[Opening Records section]

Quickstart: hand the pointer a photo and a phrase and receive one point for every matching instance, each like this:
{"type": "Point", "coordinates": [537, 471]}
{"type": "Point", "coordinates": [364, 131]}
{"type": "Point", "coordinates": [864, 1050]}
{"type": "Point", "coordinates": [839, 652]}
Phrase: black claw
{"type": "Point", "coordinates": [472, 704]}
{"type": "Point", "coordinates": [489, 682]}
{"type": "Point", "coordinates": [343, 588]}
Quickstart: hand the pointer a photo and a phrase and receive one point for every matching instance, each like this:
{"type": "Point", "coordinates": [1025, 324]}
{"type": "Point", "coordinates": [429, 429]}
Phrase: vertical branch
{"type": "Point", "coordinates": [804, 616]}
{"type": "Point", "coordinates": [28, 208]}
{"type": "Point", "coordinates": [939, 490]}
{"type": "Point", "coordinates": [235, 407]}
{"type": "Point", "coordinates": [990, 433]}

[Closing Records section]

Write the records out again so that each one matches the original exactly.

#### Finished exercise
Quickstart: hand the pointer a photo and a phrase and receive one point for every matching instance, each like this:
{"type": "Point", "coordinates": [537, 471]}
{"type": "Point", "coordinates": [364, 131]}
{"type": "Point", "coordinates": [864, 1050]}
{"type": "Point", "coordinates": [839, 652]}
Phrase: black claw
{"type": "Point", "coordinates": [472, 704]}
{"type": "Point", "coordinates": [489, 682]}
{"type": "Point", "coordinates": [343, 588]}
Quickstart: hand the pointer a photo and a phrase and receive one point for every matching instance, each like this:
{"type": "Point", "coordinates": [1025, 324]}
{"type": "Point", "coordinates": [429, 429]}
Phrase: vertical branch
{"type": "Point", "coordinates": [804, 616]}
{"type": "Point", "coordinates": [28, 208]}
{"type": "Point", "coordinates": [939, 490]}
{"type": "Point", "coordinates": [235, 407]}
{"type": "Point", "coordinates": [990, 433]}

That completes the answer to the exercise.